» Given exercise: Retype each entry below, keeping every character the same.

────

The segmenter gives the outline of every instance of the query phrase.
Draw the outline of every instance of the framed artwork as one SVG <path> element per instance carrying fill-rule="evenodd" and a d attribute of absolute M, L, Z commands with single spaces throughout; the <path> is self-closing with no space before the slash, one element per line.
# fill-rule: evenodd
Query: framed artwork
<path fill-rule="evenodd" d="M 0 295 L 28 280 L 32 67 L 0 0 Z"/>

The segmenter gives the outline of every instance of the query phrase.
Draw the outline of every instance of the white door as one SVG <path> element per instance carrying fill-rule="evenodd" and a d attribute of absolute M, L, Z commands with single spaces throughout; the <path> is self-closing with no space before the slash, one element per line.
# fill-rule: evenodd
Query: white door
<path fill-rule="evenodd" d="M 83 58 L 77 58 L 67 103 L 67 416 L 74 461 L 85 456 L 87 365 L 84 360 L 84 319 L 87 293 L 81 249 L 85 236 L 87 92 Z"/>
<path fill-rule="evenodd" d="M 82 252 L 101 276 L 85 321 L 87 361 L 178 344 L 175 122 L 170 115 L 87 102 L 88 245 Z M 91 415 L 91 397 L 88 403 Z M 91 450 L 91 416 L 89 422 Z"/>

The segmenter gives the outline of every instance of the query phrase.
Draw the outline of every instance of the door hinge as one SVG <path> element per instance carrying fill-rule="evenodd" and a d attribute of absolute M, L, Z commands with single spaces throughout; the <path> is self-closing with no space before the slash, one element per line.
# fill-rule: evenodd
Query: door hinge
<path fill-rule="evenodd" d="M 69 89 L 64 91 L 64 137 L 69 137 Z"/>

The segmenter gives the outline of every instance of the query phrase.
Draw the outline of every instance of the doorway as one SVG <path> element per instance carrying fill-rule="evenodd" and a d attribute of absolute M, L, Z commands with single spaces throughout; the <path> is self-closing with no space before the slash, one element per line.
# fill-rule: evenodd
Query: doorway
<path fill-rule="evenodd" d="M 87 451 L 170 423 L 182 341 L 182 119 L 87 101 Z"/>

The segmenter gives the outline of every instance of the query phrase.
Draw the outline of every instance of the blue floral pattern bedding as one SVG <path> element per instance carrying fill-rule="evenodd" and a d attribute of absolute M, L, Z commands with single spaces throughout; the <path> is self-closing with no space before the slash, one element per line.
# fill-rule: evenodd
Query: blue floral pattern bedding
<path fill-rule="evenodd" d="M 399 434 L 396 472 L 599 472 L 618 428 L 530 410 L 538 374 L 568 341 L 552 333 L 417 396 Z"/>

────

» Output below:
The segmenter gives the outline of every instance of the query phrase.
Draw the outline of every instance of the framed artwork as one SVG <path> element per instance carrying fill-rule="evenodd" and a d attribute of absolute M, L, Z commands with single spaces throughout; the <path> is self-closing with no space before the slash, one element per line.
# fill-rule: evenodd
Query: framed artwork
<path fill-rule="evenodd" d="M 0 295 L 28 280 L 32 67 L 0 0 Z"/>

The segmenter gives the outline of every instance of the query phrase.
Draw the outline of every instance of the white door as one SVG <path> element per instance carrying fill-rule="evenodd" and a d attribute of absolute M, L, Z commands with single spaces throughout; the <path> is self-closing with no space before the slash, one element per line.
# fill-rule: evenodd
Query: white door
<path fill-rule="evenodd" d="M 83 58 L 77 58 L 67 103 L 67 416 L 74 461 L 85 456 L 87 365 L 84 360 L 84 319 L 87 293 L 81 249 L 85 236 L 87 92 Z"/>
<path fill-rule="evenodd" d="M 82 252 L 101 276 L 85 321 L 87 361 L 178 344 L 175 122 L 170 115 L 87 102 L 88 245 Z M 91 415 L 91 397 L 88 403 Z M 91 450 L 91 416 L 89 422 Z"/>

The segmenter gives the outline of every instance of the query phrase.
Draw the outline of every instance of the door hinge as one SVG <path> element per instance carrying fill-rule="evenodd" and a d attribute of absolute M, L, Z commands with single spaces throughout; the <path> is self-closing with no space before the slash, one element per line.
# fill-rule: evenodd
Query: door hinge
<path fill-rule="evenodd" d="M 69 89 L 64 91 L 64 137 L 69 137 Z"/>

The segmenter gives the outline of every instance of the query phrase.
Draw the outline of every instance of the doorway as one SVG <path> element per instance carrying fill-rule="evenodd" and a d attribute of absolute M, L, Z commands with single spaces throughout; the <path> is self-closing with no space before the slash, one element per line.
# fill-rule: evenodd
Query: doorway
<path fill-rule="evenodd" d="M 87 451 L 170 423 L 182 341 L 182 119 L 87 101 Z"/>

The segmenter gives the outline of every instance of the query phrase.
Draw the outline of every instance of the blue floral pattern bedding as one SVG <path> element per instance carrying fill-rule="evenodd" and a d attribute of absolute M, L, Z commands with single spaces throughout; the <path> is self-closing with no space before the slash, one element per line.
# fill-rule: evenodd
Query: blue floral pattern bedding
<path fill-rule="evenodd" d="M 399 434 L 396 472 L 599 472 L 618 428 L 530 410 L 538 374 L 568 341 L 552 333 L 417 396 Z"/>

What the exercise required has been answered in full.